# WORK ITEM:
In the Ustad Bukhari biography below, could you repeat the part that opens with the words containing "- Born: Syed" and closes with "memory and honour.", swapping "museum" for "library"?

- Born: Syed Ahmed Shah Bukhari 16 January 1930 Dadu Sindh, British India
- Died: 9 October 1992 (aged 62) Karachi, Pakistan
- Occupations: Poet, Teacher
- Writing career
- Genre: Poetry
- Subjects: Sufism, Love, Togetherness
- Movement: Progressive

= Ustad Bukhari =

Pakistani poet (1930-1992)

Ustad Bukhari (اُستاد بُخارِي) Urdu (استاد بخاری) (16 January 1930 – 9 October 1992), born "Punhal Shah", a name he later changed to Syed Ahmed Shah Bukhari, was a prominent progressive Sindhi-language poet of Sindh, Pakistan. His creative contributions in the field of poetry changed the thoughts of millions of people and he got recognition in all of Sindh and abroad. He was well known as the poet of the people and undoubtedly, he was, because he expressed his emotions in the language of common people. The Institute of Sindhology has opened a corner in its museum in his memory and honour.

# DATA SECTION:
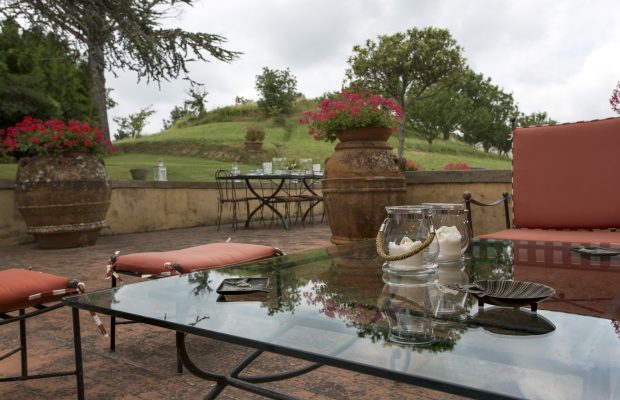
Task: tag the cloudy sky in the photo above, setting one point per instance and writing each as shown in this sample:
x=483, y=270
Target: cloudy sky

# THE ANSWER:
- Born: Syed Ahmed Shah Bukhari 16 January 1930 Dadu Sindh, British India
- Died: 9 October 1992 (aged 62) Karachi, Pakistan
- Occupations: Poet, Teacher
- Writing career
- Genre: Poetry
- Subjects: Sufism, Love, Togetherness
- Movement: Progressive

= Ustad Bukhari =

Pakistani poet (1930-1992)

Ustad Bukhari (اُستاد بُخارِي) Urdu (استاد بخاری) (16 January 1930 – 9 October 1992), born "Punhal Shah", a name he later changed to Syed Ahmed Shah Bukhari, was a prominent progressive Sindhi-language poet of Sindh, Pakistan. His creative contributions in the field of poetry changed the thoughts of millions of people and he got recognition in all of Sindh and abroad. He was well known as the poet of the people and undoubtedly, he was, because he expressed his emotions in the language of common people. The Institute of Sindhology has opened a corner in its library in his memory and honour.